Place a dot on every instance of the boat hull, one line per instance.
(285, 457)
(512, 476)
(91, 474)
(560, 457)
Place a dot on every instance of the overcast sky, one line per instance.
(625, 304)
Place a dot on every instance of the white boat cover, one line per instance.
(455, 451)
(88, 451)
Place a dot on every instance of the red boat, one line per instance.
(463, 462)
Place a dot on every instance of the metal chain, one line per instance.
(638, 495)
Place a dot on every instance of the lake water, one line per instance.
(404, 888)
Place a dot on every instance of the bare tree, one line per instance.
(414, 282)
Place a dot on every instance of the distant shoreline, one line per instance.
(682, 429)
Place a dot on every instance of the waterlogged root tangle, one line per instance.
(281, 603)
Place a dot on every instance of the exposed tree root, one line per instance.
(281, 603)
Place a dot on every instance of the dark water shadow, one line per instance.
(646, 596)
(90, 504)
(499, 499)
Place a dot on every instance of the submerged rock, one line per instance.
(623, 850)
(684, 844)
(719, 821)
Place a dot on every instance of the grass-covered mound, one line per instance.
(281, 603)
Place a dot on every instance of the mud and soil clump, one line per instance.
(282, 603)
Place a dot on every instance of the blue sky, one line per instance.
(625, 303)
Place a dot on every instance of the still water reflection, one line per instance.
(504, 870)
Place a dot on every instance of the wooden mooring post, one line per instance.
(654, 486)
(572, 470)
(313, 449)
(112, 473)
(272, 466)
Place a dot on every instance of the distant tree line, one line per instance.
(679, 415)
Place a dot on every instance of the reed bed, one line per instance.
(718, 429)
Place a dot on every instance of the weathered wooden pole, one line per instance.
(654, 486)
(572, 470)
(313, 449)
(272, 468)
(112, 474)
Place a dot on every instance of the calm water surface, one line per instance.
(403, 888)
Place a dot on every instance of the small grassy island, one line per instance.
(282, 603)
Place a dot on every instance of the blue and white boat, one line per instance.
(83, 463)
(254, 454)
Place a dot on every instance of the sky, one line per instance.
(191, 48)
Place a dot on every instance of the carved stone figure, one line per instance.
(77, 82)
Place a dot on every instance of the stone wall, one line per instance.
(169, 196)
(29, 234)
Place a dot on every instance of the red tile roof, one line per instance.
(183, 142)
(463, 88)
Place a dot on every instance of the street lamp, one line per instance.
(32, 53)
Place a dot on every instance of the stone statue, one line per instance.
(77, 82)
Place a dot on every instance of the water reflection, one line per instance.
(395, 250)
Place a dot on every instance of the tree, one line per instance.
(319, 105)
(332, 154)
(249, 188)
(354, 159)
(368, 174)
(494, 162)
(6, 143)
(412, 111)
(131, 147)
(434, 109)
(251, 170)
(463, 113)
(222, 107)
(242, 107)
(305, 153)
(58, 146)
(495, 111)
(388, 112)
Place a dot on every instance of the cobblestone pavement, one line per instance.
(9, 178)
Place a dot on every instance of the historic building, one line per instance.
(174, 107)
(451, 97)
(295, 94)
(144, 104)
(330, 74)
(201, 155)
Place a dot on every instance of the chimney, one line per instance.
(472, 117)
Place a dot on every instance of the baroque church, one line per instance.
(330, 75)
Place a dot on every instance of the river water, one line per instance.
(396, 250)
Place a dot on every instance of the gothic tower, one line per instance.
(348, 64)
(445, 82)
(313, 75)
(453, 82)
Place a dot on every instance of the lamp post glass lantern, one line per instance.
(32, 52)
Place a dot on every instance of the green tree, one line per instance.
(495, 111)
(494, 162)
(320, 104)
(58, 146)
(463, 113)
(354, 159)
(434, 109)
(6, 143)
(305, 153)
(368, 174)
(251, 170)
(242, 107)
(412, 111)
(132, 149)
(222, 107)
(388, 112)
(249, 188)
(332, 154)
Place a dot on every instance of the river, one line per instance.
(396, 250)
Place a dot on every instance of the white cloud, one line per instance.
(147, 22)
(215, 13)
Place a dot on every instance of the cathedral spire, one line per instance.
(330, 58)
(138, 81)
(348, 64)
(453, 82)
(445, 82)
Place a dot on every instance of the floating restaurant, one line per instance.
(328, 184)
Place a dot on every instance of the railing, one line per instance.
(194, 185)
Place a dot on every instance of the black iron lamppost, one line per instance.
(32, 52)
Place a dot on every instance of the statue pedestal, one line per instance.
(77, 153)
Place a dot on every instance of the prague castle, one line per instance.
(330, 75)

::::

(Aim of the task): Each line of the data must be copied exactly as it appears.

(Written answer):
Place a dot on every instance of the boat hull, one line per instance.
(285, 457)
(512, 476)
(91, 474)
(560, 457)
Place a dot on every instance of the overcast sky, one line per instance.
(625, 304)
Place a dot on every instance of the white boat cover, one line per instance.
(455, 451)
(88, 451)
Place a dot on every instance of the red boat, one line per instance.
(463, 462)
Place a dot on every instance of the metal chain, one line per instance.
(638, 495)
Place a dot on every instance of the lake water, one line per instance.
(404, 888)
Place a dot on every instance of the bare tree, one line per instance.
(414, 282)
Place a dot on every instance of the distant shoreline, one line per instance.
(682, 429)
Place a dot on every instance of the waterlogged root tangle, one line per instance.
(281, 603)
Place a dot on every instance of the exposed tree root, one line per instance.
(281, 603)
Place a dot on every instance of the dark water shadow, one line per instance.
(646, 596)
(90, 504)
(499, 499)
Place a dot on every instance of the submerged rock, one line per instance.
(623, 850)
(684, 844)
(719, 821)
Place a dot on every instance of the grass-covered mound, one line per instance.
(281, 603)
Place a dot on every instance of the mud and soil clump, one line per instance.
(282, 603)
Place a dot on every instance of the blue sky, one line per instance.
(625, 303)
Place a dot on every instance of the still water reflection, one line per instance.
(504, 870)
Place a dot on every instance of the wooden mooring post, one line per instance.
(654, 486)
(572, 470)
(313, 449)
(112, 473)
(272, 466)
Place a dot on every instance of the distant tree line, one line per instance.
(679, 415)
Place a dot on every instance of the reed bed, one line per instance.
(718, 429)
Place a dot on every instance of the weathered wooden pole, one line per instance.
(654, 486)
(572, 470)
(313, 449)
(272, 468)
(112, 474)
Place a dot on every instance of the calm water surface, one line per instance.
(403, 888)
Place a dot on every instance of the small grassy island, one line per instance.
(282, 603)
Place a dot on every instance of the blue and white boat, one line per instance.
(83, 463)
(254, 454)
Place a dot on every instance of the sky, one line per instance.
(191, 48)
Place a dot on every instance of the carved stone figure, one line per instance.
(77, 82)
Place a dot on every instance of the stone wall, one line per instance.
(169, 196)
(29, 234)
Place a dot on every instance of the red tile roof, one line per instance.
(183, 142)
(463, 88)
Place a dot on every instance of the street lamp, one line per instance.
(32, 53)
Place a dot on every instance of the stone statue, one line per instance.
(77, 82)
Place a dot on every instance of the water reflection, one line per instance.
(395, 250)
Place a dot on every instance of the tree, one line per instance.
(319, 105)
(332, 154)
(249, 188)
(354, 159)
(368, 174)
(494, 162)
(6, 143)
(412, 111)
(131, 147)
(434, 109)
(251, 170)
(463, 113)
(222, 107)
(242, 107)
(305, 153)
(58, 146)
(495, 111)
(388, 112)
Place a dot on every instance of the cobblestone pavement, one line per instance.
(9, 178)
Place a dot on every instance of the historic building, one line per instance.
(174, 107)
(451, 97)
(295, 94)
(144, 104)
(330, 74)
(201, 155)
Place a dot on every instance of the chimney, one line per instance.
(472, 117)
Place a dot on every instance of the baroque church, one line per instance.
(330, 75)
Place a dot on every instance of the river water, one line per instance.
(396, 250)
Place a dot on every instance of the gothic tower, one line per instance.
(348, 64)
(445, 82)
(313, 75)
(453, 82)
Place a dot on every instance of the lamp post glass lantern, one line per instance.
(32, 52)
Place a dot on every instance of the green tree, one line per instance.
(495, 111)
(494, 162)
(320, 104)
(58, 146)
(463, 113)
(354, 159)
(434, 109)
(6, 143)
(305, 153)
(368, 174)
(251, 170)
(242, 107)
(412, 111)
(132, 149)
(222, 107)
(388, 112)
(249, 188)
(332, 154)
Place a dot on every instance of the river, one line per instance.
(396, 250)
Place a dot on every instance of the white cloud, one line per instance.
(147, 22)
(215, 13)
Place a dot on every instance of the cathedral spire, one line per instance.
(330, 58)
(138, 81)
(348, 64)
(453, 82)
(445, 82)
Place a dot on every instance of the floating restaurant, one line per instance.
(328, 184)
Place a dot on every instance of the railing, one line per instance.
(194, 185)
Place a dot on every instance of the black iron lamppost, one line per instance.
(32, 52)
Place a dot on every instance of the statue pedestal, one line per instance.
(77, 153)
Place a dot on every instance of the prague castle, one line per instance.
(330, 75)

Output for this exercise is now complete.